**** Given entries

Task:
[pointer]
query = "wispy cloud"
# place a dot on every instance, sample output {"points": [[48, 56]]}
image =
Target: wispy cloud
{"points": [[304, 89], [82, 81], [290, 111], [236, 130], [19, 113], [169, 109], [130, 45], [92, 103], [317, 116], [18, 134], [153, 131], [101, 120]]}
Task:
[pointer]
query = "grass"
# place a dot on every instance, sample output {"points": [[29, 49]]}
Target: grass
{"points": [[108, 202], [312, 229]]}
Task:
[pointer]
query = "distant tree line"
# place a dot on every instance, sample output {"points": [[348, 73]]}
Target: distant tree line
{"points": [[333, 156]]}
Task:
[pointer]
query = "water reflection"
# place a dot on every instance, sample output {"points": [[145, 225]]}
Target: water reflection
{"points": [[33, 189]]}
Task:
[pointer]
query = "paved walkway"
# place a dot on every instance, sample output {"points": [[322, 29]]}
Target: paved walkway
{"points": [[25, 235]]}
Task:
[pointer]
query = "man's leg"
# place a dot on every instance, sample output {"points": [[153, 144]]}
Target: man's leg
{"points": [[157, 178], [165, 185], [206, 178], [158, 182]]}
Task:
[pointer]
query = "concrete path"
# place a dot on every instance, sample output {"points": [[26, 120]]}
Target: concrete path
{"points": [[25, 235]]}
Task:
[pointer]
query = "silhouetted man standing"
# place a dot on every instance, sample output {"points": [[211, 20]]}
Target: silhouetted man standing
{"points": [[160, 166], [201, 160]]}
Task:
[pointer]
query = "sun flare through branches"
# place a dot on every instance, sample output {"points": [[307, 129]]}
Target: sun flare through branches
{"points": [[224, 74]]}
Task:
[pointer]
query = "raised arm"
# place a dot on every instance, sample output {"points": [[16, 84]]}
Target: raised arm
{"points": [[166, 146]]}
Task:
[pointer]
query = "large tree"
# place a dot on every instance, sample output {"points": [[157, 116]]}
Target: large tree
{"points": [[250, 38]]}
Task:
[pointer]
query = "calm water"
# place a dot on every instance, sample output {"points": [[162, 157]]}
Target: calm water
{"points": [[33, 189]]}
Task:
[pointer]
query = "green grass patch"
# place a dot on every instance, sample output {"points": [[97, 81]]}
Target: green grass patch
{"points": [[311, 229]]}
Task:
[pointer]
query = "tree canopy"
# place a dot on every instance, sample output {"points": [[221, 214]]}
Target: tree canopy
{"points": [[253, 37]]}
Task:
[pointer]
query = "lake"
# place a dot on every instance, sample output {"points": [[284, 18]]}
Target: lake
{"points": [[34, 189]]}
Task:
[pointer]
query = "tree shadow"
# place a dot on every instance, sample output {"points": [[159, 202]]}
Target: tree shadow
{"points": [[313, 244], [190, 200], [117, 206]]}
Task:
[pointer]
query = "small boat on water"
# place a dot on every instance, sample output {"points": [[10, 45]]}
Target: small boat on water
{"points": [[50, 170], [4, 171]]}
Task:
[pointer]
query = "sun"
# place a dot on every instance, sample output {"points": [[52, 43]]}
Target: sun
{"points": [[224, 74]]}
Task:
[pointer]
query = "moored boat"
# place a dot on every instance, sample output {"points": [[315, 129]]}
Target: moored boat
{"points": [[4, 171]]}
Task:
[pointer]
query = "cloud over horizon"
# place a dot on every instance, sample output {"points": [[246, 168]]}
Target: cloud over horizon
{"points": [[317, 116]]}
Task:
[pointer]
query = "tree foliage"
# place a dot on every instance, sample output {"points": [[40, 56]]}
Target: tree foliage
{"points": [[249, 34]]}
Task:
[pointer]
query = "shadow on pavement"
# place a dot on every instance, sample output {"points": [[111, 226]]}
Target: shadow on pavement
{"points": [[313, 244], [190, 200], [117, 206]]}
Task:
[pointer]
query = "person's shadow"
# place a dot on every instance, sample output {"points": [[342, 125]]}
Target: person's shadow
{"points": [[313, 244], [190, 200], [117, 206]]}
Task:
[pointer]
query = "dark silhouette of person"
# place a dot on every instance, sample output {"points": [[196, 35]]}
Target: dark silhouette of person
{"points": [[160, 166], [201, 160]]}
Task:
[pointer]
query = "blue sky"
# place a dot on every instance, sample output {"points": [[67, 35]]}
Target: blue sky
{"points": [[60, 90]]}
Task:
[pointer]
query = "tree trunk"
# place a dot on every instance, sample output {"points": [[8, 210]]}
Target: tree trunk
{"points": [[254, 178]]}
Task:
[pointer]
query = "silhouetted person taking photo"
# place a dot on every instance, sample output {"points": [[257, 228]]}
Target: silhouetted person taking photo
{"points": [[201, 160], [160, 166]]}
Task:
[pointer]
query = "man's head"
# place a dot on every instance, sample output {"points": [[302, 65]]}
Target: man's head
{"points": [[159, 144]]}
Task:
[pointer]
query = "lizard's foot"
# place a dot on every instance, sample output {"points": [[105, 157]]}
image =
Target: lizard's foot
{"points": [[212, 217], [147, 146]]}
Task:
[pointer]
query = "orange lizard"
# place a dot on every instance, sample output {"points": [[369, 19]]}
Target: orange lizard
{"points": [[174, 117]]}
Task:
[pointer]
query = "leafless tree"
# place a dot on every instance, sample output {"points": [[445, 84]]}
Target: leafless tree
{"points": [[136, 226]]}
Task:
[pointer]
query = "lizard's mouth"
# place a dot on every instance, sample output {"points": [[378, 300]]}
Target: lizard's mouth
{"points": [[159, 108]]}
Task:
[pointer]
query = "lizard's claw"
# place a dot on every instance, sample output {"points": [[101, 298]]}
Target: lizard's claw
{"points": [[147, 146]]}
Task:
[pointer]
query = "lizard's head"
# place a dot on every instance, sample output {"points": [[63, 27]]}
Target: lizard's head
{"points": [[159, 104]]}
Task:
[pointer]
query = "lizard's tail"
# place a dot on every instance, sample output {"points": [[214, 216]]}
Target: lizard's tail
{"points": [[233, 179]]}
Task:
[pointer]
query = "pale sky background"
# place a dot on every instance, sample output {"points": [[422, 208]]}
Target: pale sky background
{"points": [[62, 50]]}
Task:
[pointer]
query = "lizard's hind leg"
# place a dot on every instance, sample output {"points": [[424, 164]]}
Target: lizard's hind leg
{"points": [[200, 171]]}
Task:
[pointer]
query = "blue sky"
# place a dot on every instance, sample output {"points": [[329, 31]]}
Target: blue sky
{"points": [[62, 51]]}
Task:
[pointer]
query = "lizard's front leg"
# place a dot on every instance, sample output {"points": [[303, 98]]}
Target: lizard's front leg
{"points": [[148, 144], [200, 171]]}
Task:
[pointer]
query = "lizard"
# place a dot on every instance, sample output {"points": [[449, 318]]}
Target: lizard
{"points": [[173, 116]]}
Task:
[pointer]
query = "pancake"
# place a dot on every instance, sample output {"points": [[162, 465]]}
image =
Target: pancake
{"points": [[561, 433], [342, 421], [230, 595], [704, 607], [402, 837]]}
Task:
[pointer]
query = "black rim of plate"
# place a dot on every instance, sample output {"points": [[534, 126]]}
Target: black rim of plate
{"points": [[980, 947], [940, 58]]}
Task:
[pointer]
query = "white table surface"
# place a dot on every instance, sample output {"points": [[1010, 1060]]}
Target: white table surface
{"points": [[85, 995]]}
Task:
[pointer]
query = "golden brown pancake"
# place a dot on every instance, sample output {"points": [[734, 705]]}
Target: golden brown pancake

********

Please repeat the listing above in full and exactly.

▶ _Exercise answer_:
Task:
[pointer]
query = "wispy cloud"
# place a dot on every instance, sample output {"points": [[48, 56]]}
image =
Target: wispy cloud
{"points": [[304, 89], [82, 81], [290, 111], [236, 130], [19, 113], [169, 109], [130, 45], [92, 103], [317, 116], [18, 134], [153, 131], [101, 120]]}
Task:
[pointer]
query = "grass"
# place a dot on every instance, sample output {"points": [[29, 49]]}
Target: grass
{"points": [[108, 202], [312, 229]]}
Task:
[pointer]
query = "distant tree line"
# place a dot on every instance, sample output {"points": [[348, 73]]}
Target: distant tree line
{"points": [[333, 156]]}
Task:
[pointer]
query = "water reflection"
# place a dot on every instance, sample output {"points": [[145, 225]]}
Target: water reflection
{"points": [[33, 189]]}
Task:
[pointer]
query = "paved walkway"
# place a dot on every instance, sample output {"points": [[322, 29]]}
Target: paved walkway
{"points": [[25, 235]]}
Task:
[pointer]
query = "man's leg"
# place a dot on every instance, sample output {"points": [[153, 144]]}
Target: man's leg
{"points": [[157, 178], [165, 185], [206, 178], [158, 182]]}
Task:
[pointer]
query = "concrete path"
# place a dot on every instance, sample output {"points": [[26, 120]]}
Target: concrete path
{"points": [[25, 235]]}
Task:
[pointer]
query = "silhouetted man standing"
# place a dot on every instance, sample output {"points": [[211, 20]]}
Target: silhouetted man standing
{"points": [[160, 166], [201, 160]]}
Task:
[pointer]
query = "sun flare through branches"
# place a dot on every instance, sample output {"points": [[307, 129]]}
Target: sun flare through branches
{"points": [[224, 74]]}
Task:
[pointer]
query = "raised arm"
# place a dot on every instance, sample output {"points": [[16, 84]]}
Target: raised arm
{"points": [[166, 146]]}
Task:
[pointer]
query = "large tree"
# place a dot on every instance, sample output {"points": [[157, 116]]}
Target: large tree
{"points": [[250, 38]]}
Task:
[pointer]
query = "calm water"
# place a dot on every instance, sample output {"points": [[162, 157]]}
Target: calm water
{"points": [[33, 189]]}
Task:
[pointer]
query = "green grass patch"
# place a dot on every instance, sample output {"points": [[97, 81]]}
Target: green grass patch
{"points": [[311, 229]]}
Task:
[pointer]
query = "tree canopy"
# place a dot on every instance, sample output {"points": [[221, 214]]}
Target: tree canopy
{"points": [[253, 37]]}
Task:
[pointer]
query = "lake"
# place a dot on every instance, sample output {"points": [[284, 18]]}
Target: lake
{"points": [[34, 189]]}
Task:
[pointer]
query = "tree shadow"
# place a dot on every instance, sample output {"points": [[159, 202]]}
Target: tree shadow
{"points": [[313, 244], [190, 200], [117, 206]]}
Task:
[pointer]
query = "small boat on water"
# place a dot on every instance, sample output {"points": [[10, 45]]}
Target: small boat on water
{"points": [[50, 170], [4, 171]]}
Task:
[pointer]
query = "sun"
# place a dot on every instance, sample output {"points": [[52, 43]]}
Target: sun
{"points": [[224, 74]]}
Task:
[pointer]
query = "moored boat"
# place a dot on every instance, sample output {"points": [[315, 129]]}
Target: moored boat
{"points": [[4, 171]]}
Task:
[pointer]
query = "cloud over horizon"
# place a dot on every instance, sample output {"points": [[246, 168]]}
Target: cloud over horizon
{"points": [[317, 116]]}
Task:
[pointer]
query = "tree foliage"
# place a dot on every instance, sample output {"points": [[40, 56]]}
Target: tree foliage
{"points": [[249, 34]]}
Task:
[pointer]
query = "shadow on pavement"
# place a dot on every instance, sample output {"points": [[111, 226]]}
Target: shadow on pavement
{"points": [[313, 244], [190, 200], [117, 206]]}
Task:
[pointer]
query = "person's shadow"
# place a dot on every instance, sample output {"points": [[342, 125]]}
Target: person's shadow
{"points": [[313, 244], [190, 200], [117, 206]]}
Task:
[pointer]
query = "dark silhouette of person"
# place a dot on every instance, sample output {"points": [[196, 35]]}
Target: dark silhouette of person
{"points": [[160, 166], [201, 160]]}
Task:
[pointer]
query = "blue sky"
# place a dot on every instance, sample output {"points": [[67, 35]]}
Target: blue sky
{"points": [[60, 90]]}
Task:
[pointer]
query = "tree trunk"
# place a dot on every instance, sample output {"points": [[8, 210]]}
Target: tree trunk
{"points": [[254, 178]]}
Task:
[pointer]
query = "silhouetted person taking photo"
# place a dot on every instance, sample output {"points": [[257, 228]]}
Target: silhouetted person taking photo
{"points": [[201, 160], [160, 166]]}
Task:
[pointer]
query = "man's head"
# place a dot on every instance, sample output {"points": [[302, 65]]}
Target: man's head
{"points": [[159, 144]]}
Task:
[pointer]
query = "lizard's foot"
# place a dot on every instance, sample output {"points": [[105, 157]]}
image =
Target: lizard's foot
{"points": [[212, 217], [147, 146]]}
Task:
[pointer]
query = "orange lizard"
# place a dot on every instance, sample output {"points": [[369, 19]]}
Target: orange lizard
{"points": [[174, 117]]}
Task:
[pointer]
query = "leafless tree"
# place a dot on every instance, sample output {"points": [[445, 84]]}
Target: leafless tree
{"points": [[136, 226]]}
Task:
[pointer]
query = "lizard's mouth"
# place a dot on every instance, sample output {"points": [[378, 300]]}
Target: lizard's mouth
{"points": [[159, 108]]}
Task:
[pointer]
query = "lizard's claw"
# place a dot on every instance, sample output {"points": [[101, 298]]}
Target: lizard's claw
{"points": [[147, 146]]}
Task:
[pointer]
query = "lizard's head"
# place a dot on every instance, sample output {"points": [[63, 27]]}
Target: lizard's head
{"points": [[159, 104]]}
Task:
[pointer]
query = "lizard's tail"
# place a dot on every instance, sample output {"points": [[214, 216]]}
Target: lizard's tail
{"points": [[233, 179]]}
Task:
[pointer]
query = "pale sky background"
# place a dot on every instance, sample output {"points": [[422, 208]]}
Target: pale sky background
{"points": [[62, 50]]}
Task:
[pointer]
query = "lizard's hind leg"
# place a dot on every instance, sample output {"points": [[424, 164]]}
Target: lizard's hind leg
{"points": [[200, 171]]}
Task:
[pointer]
query = "blue sky"
# place a dot on every instance, sample output {"points": [[329, 31]]}
Target: blue sky
{"points": [[62, 51]]}
Task:
[pointer]
query = "lizard's front leg"
# place a dot on every instance, sample output {"points": [[303, 98]]}
Target: lizard's front leg
{"points": [[148, 144], [200, 171]]}
Task:
[pointer]
query = "lizard"
# place a dot on every instance, sample output {"points": [[449, 318]]}
Target: lizard
{"points": [[173, 116]]}
Task:
[pointer]
query = "pancake"
# place a dot on every instance, sample output {"points": [[162, 465]]}
image =
Target: pancake
{"points": [[561, 433], [342, 421], [230, 595], [704, 607], [402, 837]]}
Task:
[pointer]
query = "black rim of plate"
# place a dot on every instance, sample output {"points": [[534, 126]]}
Target: black rim of plate
{"points": [[980, 947], [940, 58]]}
Task:
[pointer]
query = "white table surface"
# place a dot on every instance, sample output {"points": [[1010, 1060]]}
Target: white table surface
{"points": [[85, 995]]}
Task:
[pointer]
query = "golden brown pancake"
# place a dot on every instance, sample output {"points": [[734, 705]]}
Target: golden brown pancake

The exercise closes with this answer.